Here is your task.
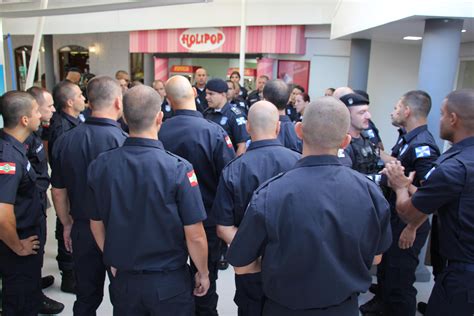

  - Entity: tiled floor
[39,208,433,316]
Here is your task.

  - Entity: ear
[339,134,352,149]
[295,122,303,139]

========================================================================

EXERCISE AIM: Return the lines above word for word, leaving out the pictures.

SOLUTION TO THIS PROBLEM:
Here is your task.

  - Entity: tiled floor
[39,208,433,316]
Here is your task.

  - Entity: ear
[339,134,352,149]
[295,122,303,139]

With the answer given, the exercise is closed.